### Objective A
Can you transcribe these lines of the listing, beginning at the line that contains "Presence check: is any fence enclosure" and stopping after the line that contains "7;278;400;600"?

### Source passage
____
Accident Claims – Liability, Damages and Minor Injury Determinations

Decision Information

Decision Content

Date Issued: March 3, 2022

File: VI-2021-000842

Type: Motor Vehicle Injury

Civil Resolution Tribunal

Indexed as: Thompson v. Tryon, 2022 BCCRT 233

Between:

CHANCE THOMPSON

Applicant

And:

KEVIN TRYON and ISLAND PACIFIC TRANSPORT LTD.

Respondents

REASONS FOR DECISION

Tribunal Member:

Kristin Gardner

INTRODUCTION

1.      This dispute is about a motor vehicle accident that took place on June 11, 2020 near Port Alberni, BC.

2.      The applicant, Chance Thompson, was driving east on Highway 4 and the respondent, Kevin Tryon, was driving west on Highway 4, when their two vehicles collided. Mr. Tryon was driving a truck with 2 attached semi trailers at the time of the accident. Mr. Thompson says that as he was rounding a corner in the road, Mr. Tryon’s rear trailer slid out over the centre line and collided with the front of his vehicle. Mr. Thompson says Mr. Tryon is fully responsible for the accident.

3.      Mr. Tryon denies that his rear trailer could have crossed the centre line. He says his truck and lead trailer were hugging the right side of the road as he rounded the curve, and the rear trailer would have followed the lead trailer. It is Mr. Tryon’s position that Mr. Thompson drove over the centre line and collided with his rear trailer.

4.      The respondent, Island Pacific Transport Ltd. (Island Pacific), owns the truck Mr. Tryon was driving.

5.      Mr. Thompson was injured in the accident. The parties agree that he is entitled to $5,500 for non-pecuniary (pain and suffering) damages and $3,657.24 for past wage loss, subject to my liability determination.

6.      Mr. Thompson is self-represented. The respondents are both represented by an employee of their insurer, Insurance Corporation of British Columbia (ICBC).

JURISDICTION AND PROCEDURE

7.      These are the formal written reasons of the Civil Resolution Tribunal (CRT). The CRT has jurisdiction over motor vehicle injury disputes, or “accident claims”, brought under section 133 of the Civil Resolution Tribunal Act (CRTA). Section 133(1)(c) of the CRTA and section 7 of the Accident Claims Regulation (ACR) give the CRT jurisdiction over the determination of liability and damages claims, up to $50,000.

8.      On March 2, 2021, the BC Supreme Court ordered that sections 133(1)(b) and 133(1)(c) of the CRTA were unconstitutional and no longer in effect. It also ordered that section 16.1 of the CRTA was unconstitutional to the extent it applied to these provisions. The BC Supreme Court’s decision was appealed. The BC Court of Appeal granted a partial stay of the BC Supreme Court’s order on April 8, 2021. This means that parts of the BC Supreme Court’s order are suspended until the BC Court of Appeal makes its final decision. The partial stay allows the CRT to resolve claims under sections 133(1)(b) and (c) of the CRTA. It also allows a court to resolve these types of claims without needing to consider whether the claim should be heard by the CRT instead.

9.      The CRT provided Mr. Thompson with information about the BC Supreme Court’s decision and the BC Court of Appeal’s partial stay. The CRT asked Mr. Thompson whether he wanted to continue with the CRT dispute or file a court proceeding instead. He chose to continue at the CRT.
____
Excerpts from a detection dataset
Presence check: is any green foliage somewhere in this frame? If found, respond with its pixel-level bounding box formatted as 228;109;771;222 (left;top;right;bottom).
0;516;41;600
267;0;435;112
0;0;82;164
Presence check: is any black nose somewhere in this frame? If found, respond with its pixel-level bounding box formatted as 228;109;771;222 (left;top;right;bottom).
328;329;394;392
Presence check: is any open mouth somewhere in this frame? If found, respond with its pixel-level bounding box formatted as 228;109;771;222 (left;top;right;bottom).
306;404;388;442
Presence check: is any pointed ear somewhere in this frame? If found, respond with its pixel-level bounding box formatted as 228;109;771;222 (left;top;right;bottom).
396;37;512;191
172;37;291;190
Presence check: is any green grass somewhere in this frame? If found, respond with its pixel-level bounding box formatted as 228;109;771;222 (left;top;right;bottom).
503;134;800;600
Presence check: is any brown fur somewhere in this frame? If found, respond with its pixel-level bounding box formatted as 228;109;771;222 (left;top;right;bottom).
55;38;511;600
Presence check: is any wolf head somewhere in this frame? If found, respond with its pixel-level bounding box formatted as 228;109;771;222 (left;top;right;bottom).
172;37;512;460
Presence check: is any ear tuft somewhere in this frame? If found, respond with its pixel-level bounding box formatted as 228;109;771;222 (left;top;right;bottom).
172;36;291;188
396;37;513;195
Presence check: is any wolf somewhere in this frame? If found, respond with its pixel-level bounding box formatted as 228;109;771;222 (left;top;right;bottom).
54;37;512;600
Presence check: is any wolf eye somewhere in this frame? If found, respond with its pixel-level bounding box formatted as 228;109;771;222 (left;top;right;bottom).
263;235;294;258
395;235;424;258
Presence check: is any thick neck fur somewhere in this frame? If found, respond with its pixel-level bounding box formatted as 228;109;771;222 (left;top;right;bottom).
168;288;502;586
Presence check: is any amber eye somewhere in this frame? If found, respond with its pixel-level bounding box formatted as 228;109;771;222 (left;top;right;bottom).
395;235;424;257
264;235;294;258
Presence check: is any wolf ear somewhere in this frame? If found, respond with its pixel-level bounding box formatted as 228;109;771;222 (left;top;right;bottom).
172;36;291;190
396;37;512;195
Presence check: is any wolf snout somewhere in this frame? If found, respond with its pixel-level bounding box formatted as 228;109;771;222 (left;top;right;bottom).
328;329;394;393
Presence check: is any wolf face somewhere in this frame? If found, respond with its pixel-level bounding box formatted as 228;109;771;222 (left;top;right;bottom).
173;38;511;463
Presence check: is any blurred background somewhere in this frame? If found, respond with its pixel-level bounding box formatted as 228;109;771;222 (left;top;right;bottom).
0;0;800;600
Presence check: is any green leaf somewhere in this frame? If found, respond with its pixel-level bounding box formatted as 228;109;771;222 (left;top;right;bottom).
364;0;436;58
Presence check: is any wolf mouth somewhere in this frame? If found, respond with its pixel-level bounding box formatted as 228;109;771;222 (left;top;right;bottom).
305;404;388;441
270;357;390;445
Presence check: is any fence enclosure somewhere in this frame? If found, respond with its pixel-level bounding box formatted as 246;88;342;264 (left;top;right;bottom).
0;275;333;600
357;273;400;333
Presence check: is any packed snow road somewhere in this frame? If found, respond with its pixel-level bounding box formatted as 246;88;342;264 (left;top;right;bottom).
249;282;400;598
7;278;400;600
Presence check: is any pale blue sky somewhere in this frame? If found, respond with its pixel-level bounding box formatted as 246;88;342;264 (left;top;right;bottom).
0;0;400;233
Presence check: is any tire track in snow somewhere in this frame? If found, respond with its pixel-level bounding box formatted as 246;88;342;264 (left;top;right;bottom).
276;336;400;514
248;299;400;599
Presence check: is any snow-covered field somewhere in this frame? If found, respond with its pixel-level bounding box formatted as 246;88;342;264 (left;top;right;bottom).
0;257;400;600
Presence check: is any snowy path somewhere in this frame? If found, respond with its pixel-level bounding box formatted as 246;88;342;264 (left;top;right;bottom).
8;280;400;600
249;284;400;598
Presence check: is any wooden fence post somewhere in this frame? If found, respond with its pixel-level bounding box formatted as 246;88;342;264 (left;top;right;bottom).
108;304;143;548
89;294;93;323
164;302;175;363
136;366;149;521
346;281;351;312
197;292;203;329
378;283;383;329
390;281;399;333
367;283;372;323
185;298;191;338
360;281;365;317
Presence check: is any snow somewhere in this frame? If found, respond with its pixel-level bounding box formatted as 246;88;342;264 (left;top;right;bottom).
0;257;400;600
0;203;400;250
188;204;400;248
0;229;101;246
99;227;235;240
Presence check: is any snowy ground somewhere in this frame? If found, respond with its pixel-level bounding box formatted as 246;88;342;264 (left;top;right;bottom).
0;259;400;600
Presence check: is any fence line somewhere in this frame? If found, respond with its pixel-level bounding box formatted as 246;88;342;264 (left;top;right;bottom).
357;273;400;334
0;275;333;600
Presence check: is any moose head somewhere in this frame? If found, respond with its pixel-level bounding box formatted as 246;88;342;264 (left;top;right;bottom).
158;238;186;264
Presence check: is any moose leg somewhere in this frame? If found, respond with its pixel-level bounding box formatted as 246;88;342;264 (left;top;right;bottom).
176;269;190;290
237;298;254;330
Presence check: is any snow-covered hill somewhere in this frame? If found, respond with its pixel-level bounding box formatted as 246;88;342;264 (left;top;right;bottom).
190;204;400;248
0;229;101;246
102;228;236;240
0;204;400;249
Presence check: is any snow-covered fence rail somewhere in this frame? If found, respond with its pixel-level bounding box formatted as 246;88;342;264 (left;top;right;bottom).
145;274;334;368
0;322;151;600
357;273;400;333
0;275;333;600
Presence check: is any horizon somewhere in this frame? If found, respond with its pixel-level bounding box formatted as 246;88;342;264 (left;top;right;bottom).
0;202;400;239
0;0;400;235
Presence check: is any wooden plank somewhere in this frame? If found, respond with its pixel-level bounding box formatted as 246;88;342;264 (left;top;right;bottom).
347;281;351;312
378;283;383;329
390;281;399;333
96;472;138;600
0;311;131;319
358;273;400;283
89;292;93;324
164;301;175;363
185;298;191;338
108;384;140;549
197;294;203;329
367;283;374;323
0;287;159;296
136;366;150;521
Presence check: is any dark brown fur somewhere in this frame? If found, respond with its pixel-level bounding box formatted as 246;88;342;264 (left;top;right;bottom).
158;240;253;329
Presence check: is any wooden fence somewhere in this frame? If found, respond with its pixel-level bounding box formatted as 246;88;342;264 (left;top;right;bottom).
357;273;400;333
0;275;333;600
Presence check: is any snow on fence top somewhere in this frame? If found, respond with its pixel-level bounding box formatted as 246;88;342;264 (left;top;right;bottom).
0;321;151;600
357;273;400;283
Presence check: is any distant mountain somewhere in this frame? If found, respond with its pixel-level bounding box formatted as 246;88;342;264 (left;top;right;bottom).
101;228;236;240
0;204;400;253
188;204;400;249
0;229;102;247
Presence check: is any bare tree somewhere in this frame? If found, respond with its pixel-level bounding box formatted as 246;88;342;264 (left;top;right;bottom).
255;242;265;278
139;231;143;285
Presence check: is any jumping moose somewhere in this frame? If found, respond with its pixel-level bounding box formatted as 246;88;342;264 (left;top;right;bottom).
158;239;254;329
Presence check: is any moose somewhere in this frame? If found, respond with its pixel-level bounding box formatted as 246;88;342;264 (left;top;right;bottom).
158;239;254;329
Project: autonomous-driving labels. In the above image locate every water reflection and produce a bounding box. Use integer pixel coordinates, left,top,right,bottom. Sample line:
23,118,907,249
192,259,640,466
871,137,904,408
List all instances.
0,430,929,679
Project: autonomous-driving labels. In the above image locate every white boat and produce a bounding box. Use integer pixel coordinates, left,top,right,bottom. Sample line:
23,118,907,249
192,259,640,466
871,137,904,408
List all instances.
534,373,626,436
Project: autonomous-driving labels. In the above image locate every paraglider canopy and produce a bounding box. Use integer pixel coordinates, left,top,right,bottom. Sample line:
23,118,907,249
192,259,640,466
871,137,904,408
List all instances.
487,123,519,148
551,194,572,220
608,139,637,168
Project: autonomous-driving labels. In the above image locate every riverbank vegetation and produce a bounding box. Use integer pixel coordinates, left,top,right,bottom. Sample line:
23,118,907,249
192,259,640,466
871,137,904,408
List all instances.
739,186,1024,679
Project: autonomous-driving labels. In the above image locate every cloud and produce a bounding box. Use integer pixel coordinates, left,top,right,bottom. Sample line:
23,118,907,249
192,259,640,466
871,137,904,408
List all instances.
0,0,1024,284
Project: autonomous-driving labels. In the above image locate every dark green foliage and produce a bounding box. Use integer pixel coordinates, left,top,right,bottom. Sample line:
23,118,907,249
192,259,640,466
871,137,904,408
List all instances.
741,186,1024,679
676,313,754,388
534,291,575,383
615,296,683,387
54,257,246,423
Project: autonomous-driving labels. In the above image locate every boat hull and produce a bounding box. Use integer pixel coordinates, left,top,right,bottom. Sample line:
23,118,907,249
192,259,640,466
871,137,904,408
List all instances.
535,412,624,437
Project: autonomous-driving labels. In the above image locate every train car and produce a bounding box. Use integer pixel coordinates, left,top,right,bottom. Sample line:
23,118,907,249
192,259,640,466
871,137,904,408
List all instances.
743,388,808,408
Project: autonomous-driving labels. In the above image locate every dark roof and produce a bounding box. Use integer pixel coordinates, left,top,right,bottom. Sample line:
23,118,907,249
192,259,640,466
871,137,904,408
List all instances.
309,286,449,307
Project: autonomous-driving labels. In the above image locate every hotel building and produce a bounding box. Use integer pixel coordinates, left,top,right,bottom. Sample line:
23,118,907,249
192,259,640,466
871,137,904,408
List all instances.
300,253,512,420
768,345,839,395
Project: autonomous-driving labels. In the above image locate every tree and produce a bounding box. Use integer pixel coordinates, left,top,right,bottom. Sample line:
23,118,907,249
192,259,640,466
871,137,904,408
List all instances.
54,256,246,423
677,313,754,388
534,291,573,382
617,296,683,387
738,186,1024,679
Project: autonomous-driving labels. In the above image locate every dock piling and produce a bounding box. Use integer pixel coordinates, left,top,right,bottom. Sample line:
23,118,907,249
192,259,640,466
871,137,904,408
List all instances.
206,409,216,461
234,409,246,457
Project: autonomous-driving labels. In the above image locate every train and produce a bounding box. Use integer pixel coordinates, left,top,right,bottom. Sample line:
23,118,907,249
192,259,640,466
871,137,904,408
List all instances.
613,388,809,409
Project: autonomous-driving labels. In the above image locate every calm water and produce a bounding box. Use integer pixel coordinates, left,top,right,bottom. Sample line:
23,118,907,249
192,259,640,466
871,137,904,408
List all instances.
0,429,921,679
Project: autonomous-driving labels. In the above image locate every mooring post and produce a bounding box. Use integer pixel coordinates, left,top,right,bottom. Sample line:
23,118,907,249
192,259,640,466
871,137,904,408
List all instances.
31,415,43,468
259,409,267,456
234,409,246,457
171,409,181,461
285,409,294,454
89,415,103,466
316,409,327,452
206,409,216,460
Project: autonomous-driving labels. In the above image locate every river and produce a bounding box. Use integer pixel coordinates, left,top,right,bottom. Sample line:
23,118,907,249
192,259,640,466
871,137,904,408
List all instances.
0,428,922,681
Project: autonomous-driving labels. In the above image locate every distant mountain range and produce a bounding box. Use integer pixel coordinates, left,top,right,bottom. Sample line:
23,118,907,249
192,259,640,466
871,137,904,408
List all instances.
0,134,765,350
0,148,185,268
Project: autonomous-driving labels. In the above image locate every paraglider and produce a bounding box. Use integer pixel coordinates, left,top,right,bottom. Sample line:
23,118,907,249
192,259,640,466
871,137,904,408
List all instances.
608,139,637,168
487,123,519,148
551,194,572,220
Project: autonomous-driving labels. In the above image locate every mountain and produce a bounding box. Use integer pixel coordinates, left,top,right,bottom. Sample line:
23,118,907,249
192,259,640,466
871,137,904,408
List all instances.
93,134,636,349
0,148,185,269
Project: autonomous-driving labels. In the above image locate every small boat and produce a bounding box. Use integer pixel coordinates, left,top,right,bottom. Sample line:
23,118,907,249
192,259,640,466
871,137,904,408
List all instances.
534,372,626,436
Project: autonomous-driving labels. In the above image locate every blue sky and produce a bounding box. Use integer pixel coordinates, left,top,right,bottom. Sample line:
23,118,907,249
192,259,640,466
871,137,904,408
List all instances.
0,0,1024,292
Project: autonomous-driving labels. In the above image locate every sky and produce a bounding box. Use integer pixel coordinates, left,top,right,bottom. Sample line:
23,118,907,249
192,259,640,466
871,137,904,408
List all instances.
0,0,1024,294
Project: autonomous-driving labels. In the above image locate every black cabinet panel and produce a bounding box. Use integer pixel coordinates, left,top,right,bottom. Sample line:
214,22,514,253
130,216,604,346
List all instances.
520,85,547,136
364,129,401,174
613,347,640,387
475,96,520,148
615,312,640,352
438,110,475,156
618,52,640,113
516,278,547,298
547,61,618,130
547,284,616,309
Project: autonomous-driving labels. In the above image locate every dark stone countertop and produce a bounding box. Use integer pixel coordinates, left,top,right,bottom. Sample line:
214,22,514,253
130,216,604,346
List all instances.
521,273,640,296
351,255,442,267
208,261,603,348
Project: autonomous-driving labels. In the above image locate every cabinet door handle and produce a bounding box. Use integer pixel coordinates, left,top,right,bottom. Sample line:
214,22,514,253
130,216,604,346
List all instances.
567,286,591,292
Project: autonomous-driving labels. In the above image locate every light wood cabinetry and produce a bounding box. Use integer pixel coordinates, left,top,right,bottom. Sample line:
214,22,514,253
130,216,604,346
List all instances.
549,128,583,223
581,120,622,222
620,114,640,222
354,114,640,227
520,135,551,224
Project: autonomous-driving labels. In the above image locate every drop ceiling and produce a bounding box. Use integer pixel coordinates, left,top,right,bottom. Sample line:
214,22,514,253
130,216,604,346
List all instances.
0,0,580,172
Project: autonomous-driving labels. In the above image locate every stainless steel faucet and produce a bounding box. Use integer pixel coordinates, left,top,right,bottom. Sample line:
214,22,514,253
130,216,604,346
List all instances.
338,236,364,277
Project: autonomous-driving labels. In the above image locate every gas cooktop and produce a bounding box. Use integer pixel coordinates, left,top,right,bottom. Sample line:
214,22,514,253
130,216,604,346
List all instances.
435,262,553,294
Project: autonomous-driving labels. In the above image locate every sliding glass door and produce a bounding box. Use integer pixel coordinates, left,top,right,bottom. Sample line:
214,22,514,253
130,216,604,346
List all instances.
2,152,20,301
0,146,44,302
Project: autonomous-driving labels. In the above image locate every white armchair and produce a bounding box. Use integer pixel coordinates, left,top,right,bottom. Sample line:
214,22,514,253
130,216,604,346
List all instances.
____
### Objective B
Can you restate the tribunal decision word for word, beginning at the words "KEVIN TRYON and" and stopping after the words "Port Alberni, BC."?

### Right answer A
Presence check: is any fence enclosure somewhere in this frame? If found, respond with its pixel-level bounding box formatted as 246;88;342;264 (left;top;right;bottom).
0;275;333;600
357;273;400;333
Presence check: is any packed snow road somewhere in this frame? If found, respond with its pixel-level bounding box formatted as 246;88;342;264 (left;top;right;bottom).
249;282;400;598
7;278;400;600

### Right answer B
KEVIN TRYON and ISLAND PACIFIC TRANSPORT LTD.

Respondents

REASONS FOR DECISION

Tribunal Member:

Kristin Gardner

INTRODUCTION

1.      This dispute is about a motor vehicle accident that took place on June 11, 2020 near Port Alberni, BC.